#### The request
Can you copy the items from their first line through the line containing "point(170, 99)", requests included, with every answer coordinate adjusted by -145? Leave the coordinates inside the requests unchanged.

#### Entries supplied
"""

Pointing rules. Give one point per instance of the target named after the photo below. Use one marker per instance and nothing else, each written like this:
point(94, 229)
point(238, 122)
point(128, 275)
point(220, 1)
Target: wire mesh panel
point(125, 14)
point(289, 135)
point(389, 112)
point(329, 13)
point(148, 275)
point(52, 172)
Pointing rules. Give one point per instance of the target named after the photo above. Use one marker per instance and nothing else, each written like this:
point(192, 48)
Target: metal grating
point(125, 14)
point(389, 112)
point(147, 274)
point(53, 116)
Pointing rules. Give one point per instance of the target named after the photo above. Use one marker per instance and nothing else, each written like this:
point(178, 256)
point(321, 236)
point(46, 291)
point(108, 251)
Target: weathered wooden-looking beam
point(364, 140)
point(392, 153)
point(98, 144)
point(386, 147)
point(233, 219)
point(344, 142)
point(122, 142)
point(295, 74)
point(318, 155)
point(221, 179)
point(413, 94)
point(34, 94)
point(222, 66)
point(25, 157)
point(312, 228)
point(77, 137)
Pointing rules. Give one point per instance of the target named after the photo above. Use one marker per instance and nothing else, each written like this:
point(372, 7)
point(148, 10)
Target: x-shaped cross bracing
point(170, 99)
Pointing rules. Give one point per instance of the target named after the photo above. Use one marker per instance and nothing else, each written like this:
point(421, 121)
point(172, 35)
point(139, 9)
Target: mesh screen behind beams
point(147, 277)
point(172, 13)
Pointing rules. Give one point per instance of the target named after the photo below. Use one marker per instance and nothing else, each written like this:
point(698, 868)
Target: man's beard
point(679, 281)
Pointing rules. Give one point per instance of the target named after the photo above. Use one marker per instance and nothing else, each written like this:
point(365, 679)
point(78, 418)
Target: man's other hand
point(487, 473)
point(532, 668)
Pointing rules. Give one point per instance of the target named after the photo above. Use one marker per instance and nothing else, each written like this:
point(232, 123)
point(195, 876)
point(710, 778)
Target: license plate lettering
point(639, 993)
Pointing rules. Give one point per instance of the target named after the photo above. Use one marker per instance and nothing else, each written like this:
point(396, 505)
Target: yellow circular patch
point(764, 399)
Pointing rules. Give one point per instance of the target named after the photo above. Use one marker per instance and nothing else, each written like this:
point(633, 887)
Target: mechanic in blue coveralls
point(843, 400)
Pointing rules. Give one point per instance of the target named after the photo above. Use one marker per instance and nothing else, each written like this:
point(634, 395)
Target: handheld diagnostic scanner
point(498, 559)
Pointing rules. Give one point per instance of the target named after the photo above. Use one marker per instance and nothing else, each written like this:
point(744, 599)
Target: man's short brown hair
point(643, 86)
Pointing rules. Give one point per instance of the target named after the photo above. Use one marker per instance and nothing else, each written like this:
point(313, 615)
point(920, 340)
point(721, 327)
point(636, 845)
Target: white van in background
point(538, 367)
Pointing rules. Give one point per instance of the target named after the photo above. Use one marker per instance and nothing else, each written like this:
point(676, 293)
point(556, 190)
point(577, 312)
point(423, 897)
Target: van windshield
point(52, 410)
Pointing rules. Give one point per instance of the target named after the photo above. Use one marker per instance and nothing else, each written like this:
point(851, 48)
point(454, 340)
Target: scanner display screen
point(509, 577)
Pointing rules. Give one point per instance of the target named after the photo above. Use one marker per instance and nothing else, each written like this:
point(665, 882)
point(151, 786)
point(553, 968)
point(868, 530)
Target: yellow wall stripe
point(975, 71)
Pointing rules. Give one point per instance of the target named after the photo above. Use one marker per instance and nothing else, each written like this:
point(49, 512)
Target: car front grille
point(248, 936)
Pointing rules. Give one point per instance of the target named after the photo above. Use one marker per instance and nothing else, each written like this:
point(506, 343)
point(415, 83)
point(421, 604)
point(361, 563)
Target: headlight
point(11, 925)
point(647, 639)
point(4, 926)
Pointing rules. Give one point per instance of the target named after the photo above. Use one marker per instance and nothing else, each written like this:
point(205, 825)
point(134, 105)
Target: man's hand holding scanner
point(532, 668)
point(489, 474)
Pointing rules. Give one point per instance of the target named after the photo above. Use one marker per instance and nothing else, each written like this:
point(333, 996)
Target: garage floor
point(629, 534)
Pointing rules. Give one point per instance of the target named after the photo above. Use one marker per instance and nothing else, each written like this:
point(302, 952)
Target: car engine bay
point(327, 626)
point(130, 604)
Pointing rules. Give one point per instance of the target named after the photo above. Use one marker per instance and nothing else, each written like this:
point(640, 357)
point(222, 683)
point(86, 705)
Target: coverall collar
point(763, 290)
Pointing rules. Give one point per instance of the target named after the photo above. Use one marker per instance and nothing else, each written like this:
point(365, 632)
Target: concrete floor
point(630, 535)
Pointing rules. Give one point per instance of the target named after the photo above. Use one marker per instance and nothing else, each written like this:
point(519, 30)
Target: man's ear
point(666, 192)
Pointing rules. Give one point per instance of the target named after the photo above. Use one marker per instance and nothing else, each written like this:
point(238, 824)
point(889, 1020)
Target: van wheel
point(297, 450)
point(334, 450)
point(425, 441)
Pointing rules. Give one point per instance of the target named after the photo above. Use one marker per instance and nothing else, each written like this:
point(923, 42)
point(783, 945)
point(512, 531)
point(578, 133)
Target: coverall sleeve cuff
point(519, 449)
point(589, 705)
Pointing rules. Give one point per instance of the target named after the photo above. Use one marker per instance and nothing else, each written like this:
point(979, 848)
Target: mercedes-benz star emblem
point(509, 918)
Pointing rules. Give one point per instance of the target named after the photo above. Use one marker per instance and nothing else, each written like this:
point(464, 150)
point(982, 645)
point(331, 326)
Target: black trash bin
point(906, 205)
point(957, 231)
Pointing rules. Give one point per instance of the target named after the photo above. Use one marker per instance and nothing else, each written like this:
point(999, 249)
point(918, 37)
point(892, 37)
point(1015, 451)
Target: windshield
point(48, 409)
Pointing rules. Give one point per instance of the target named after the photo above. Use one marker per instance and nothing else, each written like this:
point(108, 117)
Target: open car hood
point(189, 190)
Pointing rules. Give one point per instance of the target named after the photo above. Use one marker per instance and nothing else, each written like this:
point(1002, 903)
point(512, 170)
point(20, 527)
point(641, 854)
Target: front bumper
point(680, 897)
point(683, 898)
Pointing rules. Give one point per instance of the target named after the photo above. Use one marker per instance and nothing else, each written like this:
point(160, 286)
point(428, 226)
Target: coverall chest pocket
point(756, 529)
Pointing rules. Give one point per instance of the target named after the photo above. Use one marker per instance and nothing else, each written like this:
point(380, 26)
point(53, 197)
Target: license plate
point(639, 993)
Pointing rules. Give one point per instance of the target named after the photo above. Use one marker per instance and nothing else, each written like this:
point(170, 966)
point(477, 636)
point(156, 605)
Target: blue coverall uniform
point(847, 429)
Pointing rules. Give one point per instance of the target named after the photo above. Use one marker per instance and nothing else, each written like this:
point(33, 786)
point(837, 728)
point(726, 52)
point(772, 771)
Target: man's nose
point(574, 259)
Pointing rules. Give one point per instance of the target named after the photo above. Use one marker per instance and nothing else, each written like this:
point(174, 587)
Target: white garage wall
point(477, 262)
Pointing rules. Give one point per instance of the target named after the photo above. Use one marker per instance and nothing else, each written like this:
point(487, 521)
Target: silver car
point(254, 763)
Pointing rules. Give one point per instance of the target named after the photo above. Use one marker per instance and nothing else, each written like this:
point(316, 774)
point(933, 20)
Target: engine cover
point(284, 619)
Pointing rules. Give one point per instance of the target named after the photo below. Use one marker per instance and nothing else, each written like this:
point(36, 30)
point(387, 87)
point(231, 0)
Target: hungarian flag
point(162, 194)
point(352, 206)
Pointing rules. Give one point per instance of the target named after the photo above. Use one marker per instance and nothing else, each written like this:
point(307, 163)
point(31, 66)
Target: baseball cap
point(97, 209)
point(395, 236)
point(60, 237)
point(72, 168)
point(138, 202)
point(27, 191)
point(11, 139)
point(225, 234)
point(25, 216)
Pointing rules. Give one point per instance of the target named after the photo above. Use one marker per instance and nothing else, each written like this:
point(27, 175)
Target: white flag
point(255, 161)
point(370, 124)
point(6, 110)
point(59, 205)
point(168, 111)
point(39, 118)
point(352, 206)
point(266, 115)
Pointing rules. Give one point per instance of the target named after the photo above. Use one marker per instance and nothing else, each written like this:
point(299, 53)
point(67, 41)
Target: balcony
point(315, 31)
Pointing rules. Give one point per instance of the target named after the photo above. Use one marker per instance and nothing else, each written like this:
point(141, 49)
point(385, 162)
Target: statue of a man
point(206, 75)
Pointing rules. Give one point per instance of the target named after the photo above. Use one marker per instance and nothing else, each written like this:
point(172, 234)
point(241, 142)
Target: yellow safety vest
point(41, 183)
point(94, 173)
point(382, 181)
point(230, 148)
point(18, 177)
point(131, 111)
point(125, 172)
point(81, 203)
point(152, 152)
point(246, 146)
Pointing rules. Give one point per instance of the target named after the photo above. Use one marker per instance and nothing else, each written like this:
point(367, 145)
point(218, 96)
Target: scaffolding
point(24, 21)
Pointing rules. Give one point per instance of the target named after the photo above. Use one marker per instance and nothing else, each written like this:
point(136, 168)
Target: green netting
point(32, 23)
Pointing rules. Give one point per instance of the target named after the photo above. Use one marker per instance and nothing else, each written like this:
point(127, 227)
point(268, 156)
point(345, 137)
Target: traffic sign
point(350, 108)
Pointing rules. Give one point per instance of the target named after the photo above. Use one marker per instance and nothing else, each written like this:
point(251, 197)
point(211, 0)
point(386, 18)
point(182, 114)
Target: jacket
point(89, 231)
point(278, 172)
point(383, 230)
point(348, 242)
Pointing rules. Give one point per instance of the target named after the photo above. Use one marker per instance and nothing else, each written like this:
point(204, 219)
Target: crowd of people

"""

#### Task response
Pointing rules. Give one point per instance of the target named after the photo below. Use one marker per instance and nothing else, each written like this:
point(94, 229)
point(238, 122)
point(128, 275)
point(220, 1)
Target: wire mesh panel
point(-20, -131)
point(144, -10)
point(244, -33)
point(184, -132)
point(3, 130)
point(-93, 27)
Pointing rules. Give one point per instance of the target named after the photo above. Use one marker per instance and nothing else, each written like this:
point(192, 48)
Target: metal grating
point(-20, -131)
point(244, -33)
point(2, 129)
point(-92, -29)
Pointing rules. Give one point per instance of the target named after the photo above. Use one marker per instance and nothing else, each written like this:
point(178, 256)
point(321, 236)
point(46, 291)
point(108, 251)
Target: weathered wooden-looking beam
point(219, -5)
point(247, 8)
point(-47, -1)
point(241, 2)
point(88, 74)
point(199, -3)
point(-23, -3)
point(150, -71)
point(173, 10)
point(76, 34)
point(268, -51)
point(-111, -51)
point(77, -79)
point(-120, 12)
point(167, 83)
point(-68, -8)
Pointing rules. Give one point per instance of the target named after the photo above. Use one marker per instance and nothing else, each written like this:
point(372, 7)
point(148, 10)
Target: x-shaped cross bracing
point(25, -46)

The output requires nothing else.